Brano scelto »
Donne, 1,5 mln dà lavoro a 3 mln di persone. L'intervento di Sara Manfuso
di Sara Manfuso *
Sono quasi un milione e mezzo le donne che ogni giorno, superando gli stereotipi di chi le vorrebbe relegate esclusivamente alla gestione della famiglia, dirigono con tenacia la propria attività imprenditoriale, fornendo lavoro a quasi tre milioni di persone.
Negli ultimi cinquant’anni sono state le donne a costituire la componente più dinamica e innovativa della società italiana. Un dinamismo confermato anche dai dati degli ultimi anni: tra il 2010 e il 2015, nonostante la crisi economica, sono nate 35mila nuove imprese a guida femminile, con un tasso di crescita del 3,1%, a fronte del +0,5% degli imprenditori uomini. Emergono, in altre parole, un profondo desiderio e un intenso coraggio di mettersi in gioco, spesso proprio per superare le difficoltà di entrare nel mercato del lavoro come lavoratrici dipendenti. Ancora tante donne, però, sono costrette a compiere delle rinunce: “O lavoro o famiglia”, è il monito che ancora oggi risuona in molti contesti sociali e familiari e in alcune zone del nostro territorio. Spetta alla politica, di qualunque colore o genere, disegnare strumenti in grado di facilitare l’espressione di questo grande potenziale femminile (dagli incentivi alle imprese “rosa” agli investimenti sugli asili nido). Un tema che riguarda anche le giovani donne. L’Unione Europea presenta oggi il tasso di disoccupazione giovanile più elevato rispetto a qualsiasi altra area del mondo, se si escludono il Nord Africa e il Medio Oriente, e i cambiamenti indotti dalla crisi economica più lunga e intensa dal secondo dopoguerra a oggi hanno provocato mutamenti radicali e senza precedenti, mettendo a rischio il benessere – e il futuro - di un’intera generazione.

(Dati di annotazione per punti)
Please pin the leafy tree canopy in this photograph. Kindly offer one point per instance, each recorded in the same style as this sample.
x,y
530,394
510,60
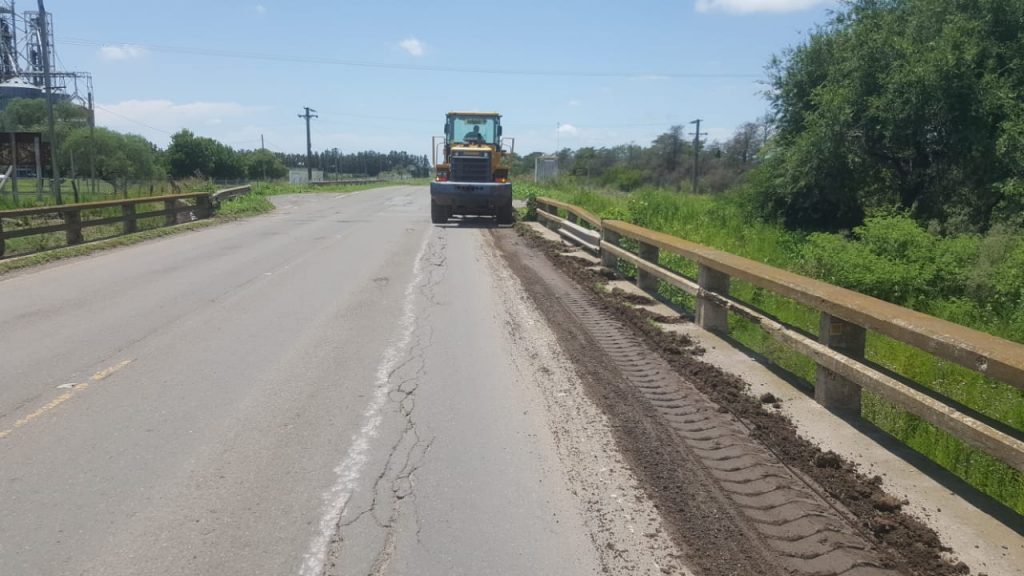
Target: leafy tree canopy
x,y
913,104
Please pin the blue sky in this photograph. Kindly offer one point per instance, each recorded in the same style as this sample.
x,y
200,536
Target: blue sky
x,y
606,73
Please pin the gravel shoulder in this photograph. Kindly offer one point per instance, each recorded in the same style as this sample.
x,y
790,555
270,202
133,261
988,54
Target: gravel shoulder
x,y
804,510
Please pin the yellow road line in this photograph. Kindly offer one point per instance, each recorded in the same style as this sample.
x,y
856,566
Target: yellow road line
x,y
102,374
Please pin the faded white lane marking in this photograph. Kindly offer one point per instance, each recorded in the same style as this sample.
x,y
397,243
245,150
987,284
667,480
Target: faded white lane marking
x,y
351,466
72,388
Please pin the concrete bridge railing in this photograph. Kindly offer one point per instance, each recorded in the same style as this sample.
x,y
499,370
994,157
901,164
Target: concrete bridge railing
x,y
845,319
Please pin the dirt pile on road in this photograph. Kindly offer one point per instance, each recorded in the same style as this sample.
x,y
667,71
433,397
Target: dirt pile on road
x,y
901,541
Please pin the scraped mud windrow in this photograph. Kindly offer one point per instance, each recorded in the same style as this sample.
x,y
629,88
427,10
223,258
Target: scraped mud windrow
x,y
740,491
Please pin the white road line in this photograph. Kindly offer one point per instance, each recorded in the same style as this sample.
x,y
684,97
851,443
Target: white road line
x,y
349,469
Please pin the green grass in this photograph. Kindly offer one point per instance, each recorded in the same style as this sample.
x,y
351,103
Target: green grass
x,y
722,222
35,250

---

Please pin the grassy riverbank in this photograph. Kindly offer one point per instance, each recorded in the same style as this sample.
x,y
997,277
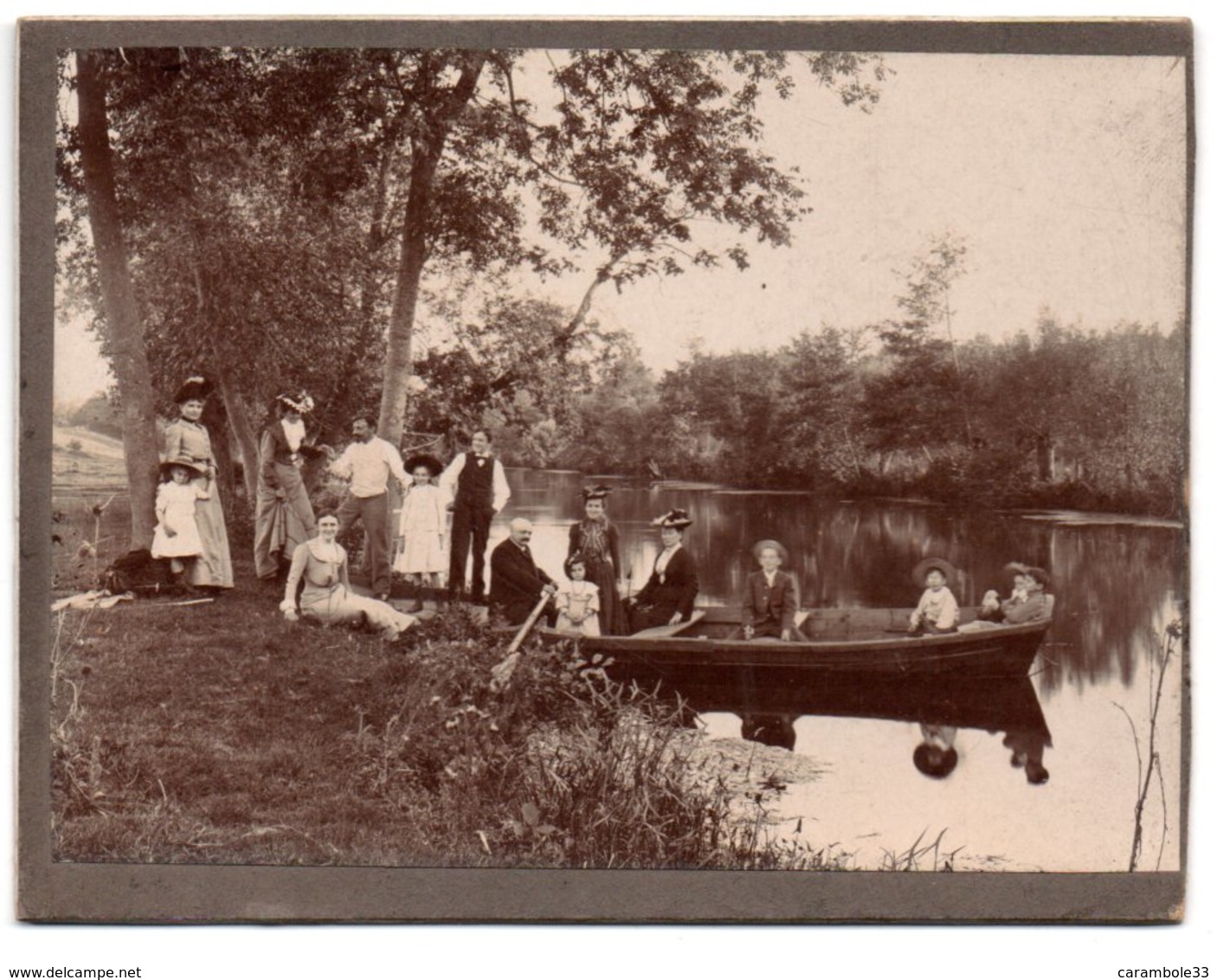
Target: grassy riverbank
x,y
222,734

Consegna » In base al brano sulle imprenditrici, quante nuove imprese a guida femminile sono nate tra il 2010 e il 2015?

Risposta » Tra il 2010 e il 2015 sono nate 35mila nuove imprese a guida femminile.